WHAT THIS EXERCISE ASKS.
**A)** In the Faster-RCNN forum thread, list every keyword argument passed in the super().__init__ call inside the ModTransform class.
**B)** From the Faster-RCNN forum thread, extract word for word the passage running from "Train torchvision faster-rcnn" to "model with them?".

PROVIDED TEXT.
>>>>
Train torchvision faster-rcnn on 4-channels images

Hello!
I train Faster-RCNN from torchvision on 4-channels image. I changed resnet50 backbone for 4-channels input but I get error in “torchvision/models/detection/transform.py”.

return (image - mean[:, None, None]) / std[:, None, None]
RuntimeError: The size of tensor a (4) must match the size of tensor b (3) at non-singleton dimension 0

I can somehow turn off these transforms because right now I can’t train the model with them?
Thanks for answers!

Did you fix this issue? If so, could you share how to skip this error? Thanks

I got the same error. It’s because PyTorch’s FasterRCNN has a GeneralizedRCNNTransform under the hood. I was able to fix the error by running the following:

from torchvision.models.detection.transform import GeneralizedRCNNTransform
from torchvision.models.detection import FasterRCNN

n_channels=4

class ModTransform(GeneralizedRCNNTransform):
    def __init__(self):
        #adjust image means and image stds as needed
        #both should be the length of channels
        super().__init__(min_size=800, max_size=1300, 
                         image_mean=list(np.zeros(n_channels, int)), 
                         image_std=list(np.ones(n_channels, int)))

    def normalize(self, image):
        # Add your normalization needs
        return image

    def resize(self, image, target):
        # Add your resize needs
        return image, target

#Define FasterRCNN model according to your specs
model = FasterRCNN(...)

# Change the model transform to ModTransform
transform = ModTransform()
model.transform = transform
<<<<
DATA SUPPLIED.
>>>>
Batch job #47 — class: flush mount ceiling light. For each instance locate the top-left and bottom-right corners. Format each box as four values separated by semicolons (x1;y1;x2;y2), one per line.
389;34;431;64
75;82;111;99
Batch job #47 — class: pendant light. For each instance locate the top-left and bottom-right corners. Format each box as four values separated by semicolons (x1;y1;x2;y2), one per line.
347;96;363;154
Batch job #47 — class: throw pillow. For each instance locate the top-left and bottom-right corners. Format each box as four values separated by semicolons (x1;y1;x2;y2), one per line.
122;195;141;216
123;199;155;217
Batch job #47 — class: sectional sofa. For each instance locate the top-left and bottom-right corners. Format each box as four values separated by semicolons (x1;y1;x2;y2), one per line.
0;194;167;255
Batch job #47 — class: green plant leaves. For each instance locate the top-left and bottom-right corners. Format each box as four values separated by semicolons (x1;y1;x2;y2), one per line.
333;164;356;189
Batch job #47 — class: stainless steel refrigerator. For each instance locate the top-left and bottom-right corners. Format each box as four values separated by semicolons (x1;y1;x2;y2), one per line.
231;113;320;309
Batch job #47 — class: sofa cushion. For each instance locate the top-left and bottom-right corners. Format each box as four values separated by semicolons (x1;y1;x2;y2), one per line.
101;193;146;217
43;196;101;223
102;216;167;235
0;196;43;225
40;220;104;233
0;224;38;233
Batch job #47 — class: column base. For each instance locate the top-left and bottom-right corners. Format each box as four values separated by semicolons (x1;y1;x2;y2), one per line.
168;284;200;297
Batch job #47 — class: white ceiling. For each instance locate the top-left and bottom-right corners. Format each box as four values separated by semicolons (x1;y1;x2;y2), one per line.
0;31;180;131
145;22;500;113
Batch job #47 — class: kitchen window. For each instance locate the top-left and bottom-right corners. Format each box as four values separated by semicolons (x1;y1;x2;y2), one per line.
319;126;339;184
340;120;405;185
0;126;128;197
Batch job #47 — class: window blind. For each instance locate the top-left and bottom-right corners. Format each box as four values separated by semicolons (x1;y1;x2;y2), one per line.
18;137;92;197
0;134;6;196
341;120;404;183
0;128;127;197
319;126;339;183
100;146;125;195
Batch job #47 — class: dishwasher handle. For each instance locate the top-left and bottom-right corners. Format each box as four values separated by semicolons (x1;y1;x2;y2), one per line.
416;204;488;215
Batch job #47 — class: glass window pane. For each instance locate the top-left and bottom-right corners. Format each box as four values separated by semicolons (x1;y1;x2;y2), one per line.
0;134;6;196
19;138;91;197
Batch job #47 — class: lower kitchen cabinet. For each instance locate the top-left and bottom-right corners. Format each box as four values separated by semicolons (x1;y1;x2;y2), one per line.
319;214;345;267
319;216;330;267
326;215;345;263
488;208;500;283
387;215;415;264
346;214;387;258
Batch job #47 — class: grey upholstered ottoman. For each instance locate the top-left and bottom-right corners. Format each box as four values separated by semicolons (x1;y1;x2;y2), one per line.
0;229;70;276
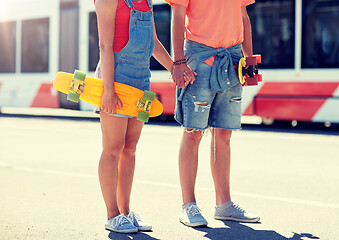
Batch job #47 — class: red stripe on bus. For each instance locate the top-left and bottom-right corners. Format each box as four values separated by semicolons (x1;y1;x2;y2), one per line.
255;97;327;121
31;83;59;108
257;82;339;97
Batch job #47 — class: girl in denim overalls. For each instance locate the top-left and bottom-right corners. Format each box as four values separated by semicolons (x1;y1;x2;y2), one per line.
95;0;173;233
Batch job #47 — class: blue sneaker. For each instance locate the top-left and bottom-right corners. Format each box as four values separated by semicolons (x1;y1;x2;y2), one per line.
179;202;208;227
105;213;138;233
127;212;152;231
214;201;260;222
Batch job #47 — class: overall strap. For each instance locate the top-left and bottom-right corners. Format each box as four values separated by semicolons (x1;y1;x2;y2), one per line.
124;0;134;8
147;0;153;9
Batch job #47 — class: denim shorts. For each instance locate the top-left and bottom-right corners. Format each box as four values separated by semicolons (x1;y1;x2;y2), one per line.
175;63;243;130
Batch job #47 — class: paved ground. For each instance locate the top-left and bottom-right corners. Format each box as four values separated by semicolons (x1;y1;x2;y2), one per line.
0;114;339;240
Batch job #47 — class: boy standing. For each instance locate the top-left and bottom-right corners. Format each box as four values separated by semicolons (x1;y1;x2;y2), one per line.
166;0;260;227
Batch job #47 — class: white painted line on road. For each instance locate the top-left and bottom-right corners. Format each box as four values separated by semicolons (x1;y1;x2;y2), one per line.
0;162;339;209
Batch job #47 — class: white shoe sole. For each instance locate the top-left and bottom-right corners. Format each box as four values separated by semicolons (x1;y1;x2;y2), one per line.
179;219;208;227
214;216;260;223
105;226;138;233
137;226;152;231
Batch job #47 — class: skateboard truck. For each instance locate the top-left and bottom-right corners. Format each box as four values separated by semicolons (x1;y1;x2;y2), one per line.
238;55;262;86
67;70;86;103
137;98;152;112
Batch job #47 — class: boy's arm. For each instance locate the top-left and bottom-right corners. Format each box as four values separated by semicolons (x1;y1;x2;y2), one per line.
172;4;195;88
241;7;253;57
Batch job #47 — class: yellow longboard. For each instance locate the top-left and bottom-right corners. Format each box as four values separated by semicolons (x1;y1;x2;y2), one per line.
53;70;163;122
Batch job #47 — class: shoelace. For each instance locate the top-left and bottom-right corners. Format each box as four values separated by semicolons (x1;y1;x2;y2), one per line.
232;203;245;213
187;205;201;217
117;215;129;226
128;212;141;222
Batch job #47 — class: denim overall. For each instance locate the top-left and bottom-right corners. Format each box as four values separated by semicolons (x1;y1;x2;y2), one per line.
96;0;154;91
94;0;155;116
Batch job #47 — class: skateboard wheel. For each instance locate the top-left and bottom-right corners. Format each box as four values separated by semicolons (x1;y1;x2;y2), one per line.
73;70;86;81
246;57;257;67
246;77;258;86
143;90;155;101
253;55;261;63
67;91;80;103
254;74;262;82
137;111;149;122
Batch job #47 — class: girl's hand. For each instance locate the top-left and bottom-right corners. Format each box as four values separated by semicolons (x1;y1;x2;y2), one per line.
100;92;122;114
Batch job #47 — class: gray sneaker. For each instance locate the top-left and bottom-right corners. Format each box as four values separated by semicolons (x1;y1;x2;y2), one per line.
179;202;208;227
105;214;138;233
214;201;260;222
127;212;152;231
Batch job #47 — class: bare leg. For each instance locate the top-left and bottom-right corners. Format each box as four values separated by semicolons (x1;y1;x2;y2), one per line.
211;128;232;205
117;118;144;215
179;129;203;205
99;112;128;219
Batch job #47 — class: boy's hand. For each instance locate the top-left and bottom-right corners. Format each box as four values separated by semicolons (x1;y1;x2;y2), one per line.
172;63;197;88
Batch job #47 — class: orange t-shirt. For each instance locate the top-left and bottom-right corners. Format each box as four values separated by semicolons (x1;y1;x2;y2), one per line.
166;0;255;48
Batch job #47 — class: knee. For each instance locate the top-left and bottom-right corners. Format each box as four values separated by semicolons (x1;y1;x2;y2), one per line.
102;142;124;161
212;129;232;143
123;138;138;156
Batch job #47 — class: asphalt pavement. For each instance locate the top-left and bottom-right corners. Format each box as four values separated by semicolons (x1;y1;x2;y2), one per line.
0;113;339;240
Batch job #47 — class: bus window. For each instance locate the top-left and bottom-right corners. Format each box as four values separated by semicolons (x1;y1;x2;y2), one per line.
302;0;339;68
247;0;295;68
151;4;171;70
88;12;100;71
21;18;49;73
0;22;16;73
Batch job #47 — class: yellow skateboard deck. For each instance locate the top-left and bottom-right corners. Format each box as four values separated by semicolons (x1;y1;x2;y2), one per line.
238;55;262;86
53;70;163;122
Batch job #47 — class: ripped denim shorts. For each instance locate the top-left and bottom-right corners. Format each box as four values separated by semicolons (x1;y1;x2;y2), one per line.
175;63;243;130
<<<<
>>>>
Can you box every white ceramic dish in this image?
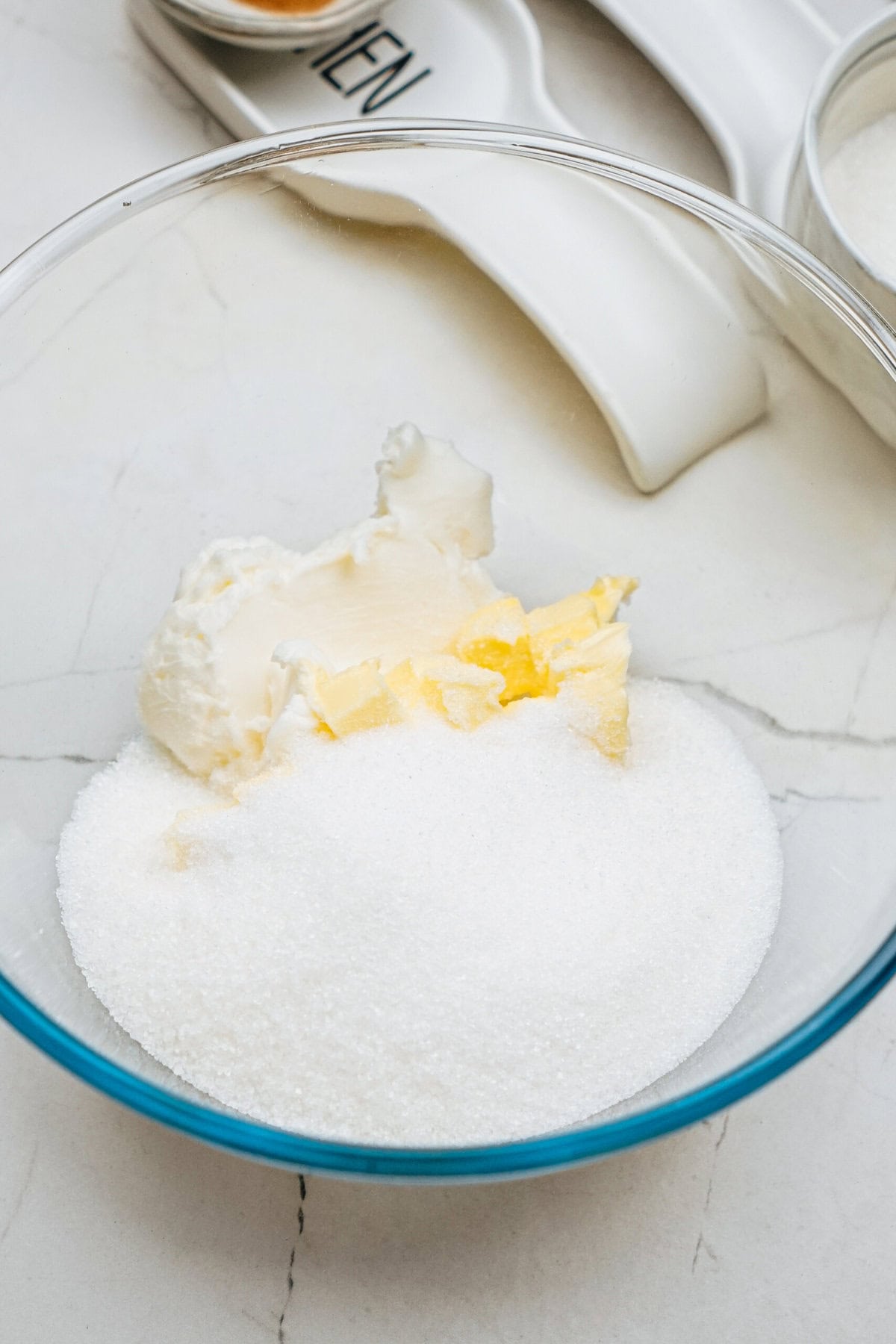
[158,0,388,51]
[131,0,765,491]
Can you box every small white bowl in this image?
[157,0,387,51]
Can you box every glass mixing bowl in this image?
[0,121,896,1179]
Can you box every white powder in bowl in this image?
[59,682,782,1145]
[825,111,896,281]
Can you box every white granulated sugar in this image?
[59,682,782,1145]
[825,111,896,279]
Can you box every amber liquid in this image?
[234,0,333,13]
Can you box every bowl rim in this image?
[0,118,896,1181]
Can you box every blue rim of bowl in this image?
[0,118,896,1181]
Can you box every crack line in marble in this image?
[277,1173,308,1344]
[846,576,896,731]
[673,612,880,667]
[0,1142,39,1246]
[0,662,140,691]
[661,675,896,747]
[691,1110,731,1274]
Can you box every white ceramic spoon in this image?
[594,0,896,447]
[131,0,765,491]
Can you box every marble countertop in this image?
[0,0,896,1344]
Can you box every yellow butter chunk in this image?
<<<<
>>>>
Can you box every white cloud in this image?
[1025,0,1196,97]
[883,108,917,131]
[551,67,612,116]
<<<<
TASK ANSWERS.
**A)**
min_size
max_size
image_mean
image_std

**B)**
Train torchvision faster-rcnn on 4-channels images

Hello!
I train Faster-RCNN from torchvision on 4-channels image. I changed resnet50 backbone for 4-channels input but I get error in “torchvision/models/detection/transform.py”.

return (image - mean[:, None, None]) / std[:, None, None]
RuntimeError: The size of tensor a (4) must match the size of tensor b (3) at non-singleton dimension 0

I can somehow turn off these transforms because right now I can’t train the model with them?